ARRÊT : CONTRADICTOIRE
Prononcé publiquement le 19 novembre 2024 après prorogé du délibéré initialement prévu le 12 novembre 2024 par mise à disposition de l’arrêt au greffe de la cour, les parties en ayant été préalablement avisées dans les conditions prévues au deuxième alinéa de l’article 450 du code de procédure civile ;
Signé par M. VALLEIX, président et par Mme BERTHET, greffier, auquel la minute de la décision a été remise par le magistrat signataire.
La SA Biovitis, dont la dénomination sociale est désormais « Greencel », a entrepris la construction d’un bâtiment destiné à abriter des bureaux et un laboratoire sur un terrain situé à [Localité 2] (Puy-de-Dôme). Dans cette perspective, elle a conclu le 23 mars 2016 avec un groupement momentané conjoint de sociétés constitué par la SARL CDA Architectes et la SAS GA Entreprise, cette dernière intervenant également en qualité de mandataire du groupement, un contrat de « conception-réalisation » pour un montant global forfaitaire de 2’390’000 euros HT, soit 75’000 euros HT au titre des études préalables et du dossier de permis de construire (phase 1) et 2’315’000 euros HT au titre des études d’exécution et des travaux préliminaires (phase 2) et des travaux de construction (phase 3).
Le contrat prévoyait le règlement d’un acompte représentant 20 % du montant des travaux des phases 2 et 3 (soit la somme de 463’000 euros ) au plus tard à l’émission de l’ordre de service prescrivant le démarrage des études d’exécution et travaux préliminaires.
Le permis de construire a été déposé le 1er avril 2016, avec une déclaration d’ouverture de chantier demandée le 2 avril 2016. Les travaux ont commencé en novembre 2016.
Par courrier du 16 décembre 2016, la SAS GA Entreprise a signifié à la société Biovitis qu’elle interrompait le cours du chantier en l’absence de règlement total de l’acompte prévu au contrat, précisant n’avoir reçu que 10 % d’acompte (soit la somme de 231’500 euros), ce qui avait permis de réaliser les terrassements et la plate-forme et de lancer les études d’exécution. Dans ce même courrier, elle invitait la société Biovitis à lui communiquer la date de versement du complément d’acompte afin « de relancer la préfabrication et de programmer [son] intervention sur chantier » et d’engager le démarrage de la phase 2 du projet.
Le même jour, la société GA Entreprise a adressé à la société Biovitis un avenant n°1, d’un montant de 1’178’361 euros HT, que celle-ci n’a pas signé.
Le 28 avril 2017, la société GA Entreprise a fait constater par huissier l’état d’avancement du chantier. Les travaux n’ont pas été repris par la suite par cette dernière. Le permis de construire a été transféré au profit d’une autre entreprise qui a réalisé les travaux d’édification du bâtiment.
════
● CONSIGNE
Recopiez l'extrait de l'arrêt en commençant aux mots « Le permis de construire a été déposé » et en vous arrêtant après « en novembre 2016. ». Remplacez-y « commencé » par « débuté ».

● DONNÉES RECUEILLIES
════
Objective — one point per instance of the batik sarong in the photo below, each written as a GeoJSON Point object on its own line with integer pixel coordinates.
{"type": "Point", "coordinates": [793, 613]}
════
● RÉPONSE
Le permis de construire a été déposé le 1er avril 2016, avec une déclaration d’ouverture de chantier demandée le 2 avril 2016. Les travaux ont débuté en novembre 2016.